Problem to solve =>
Exactly as given, repeat all of the entries.

>> BEGIN Data for processing

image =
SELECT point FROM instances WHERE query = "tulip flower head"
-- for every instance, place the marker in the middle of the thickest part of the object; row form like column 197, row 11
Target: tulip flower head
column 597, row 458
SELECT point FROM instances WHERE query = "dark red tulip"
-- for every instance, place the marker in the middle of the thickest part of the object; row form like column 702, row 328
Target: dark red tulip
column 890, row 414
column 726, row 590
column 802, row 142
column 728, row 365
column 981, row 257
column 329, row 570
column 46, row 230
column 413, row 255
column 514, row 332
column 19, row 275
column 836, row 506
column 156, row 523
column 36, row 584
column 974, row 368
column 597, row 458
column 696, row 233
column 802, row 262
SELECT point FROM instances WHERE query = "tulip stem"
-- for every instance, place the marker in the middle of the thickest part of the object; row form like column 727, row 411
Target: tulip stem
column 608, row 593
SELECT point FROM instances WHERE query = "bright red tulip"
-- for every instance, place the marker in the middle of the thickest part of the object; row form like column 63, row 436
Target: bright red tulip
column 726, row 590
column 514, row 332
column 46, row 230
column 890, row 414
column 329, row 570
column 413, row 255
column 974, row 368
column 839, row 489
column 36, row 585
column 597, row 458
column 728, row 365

>> END Data for processing

Exercise output =>
image =
SELECT point FROM instances WHERE query = "tulip flower head"
-- for every instance, place the marker in the middle of the thickest part of the object; row form like column 197, row 11
Target: tulip flower head
column 597, row 458
SELECT point FROM instances WHERE query = "dark red tulip"
-- for every instance, place the marker in the middle of the thickest part of the object; row form like column 702, row 328
Target: dark red tulip
column 890, row 414
column 726, row 590
column 802, row 142
column 728, row 365
column 981, row 257
column 329, row 570
column 46, row 230
column 413, row 255
column 514, row 332
column 19, row 275
column 836, row 506
column 156, row 523
column 36, row 584
column 974, row 368
column 597, row 458
column 696, row 233
column 802, row 262
SELECT point FROM instances WHERE query = "tulip stem"
-- for every instance, place the marker in the middle of the thickest part of the object; row form like column 727, row 411
Target: tulip stem
column 608, row 593
SELECT point FROM instances WHERE query = "bright red tulip"
-- for every instance, place the marker in the middle of the thickest part of the object; row form like column 63, row 436
Target: bright red tulip
column 726, row 590
column 514, row 332
column 46, row 230
column 890, row 414
column 329, row 570
column 413, row 255
column 974, row 368
column 839, row 489
column 36, row 585
column 597, row 458
column 728, row 365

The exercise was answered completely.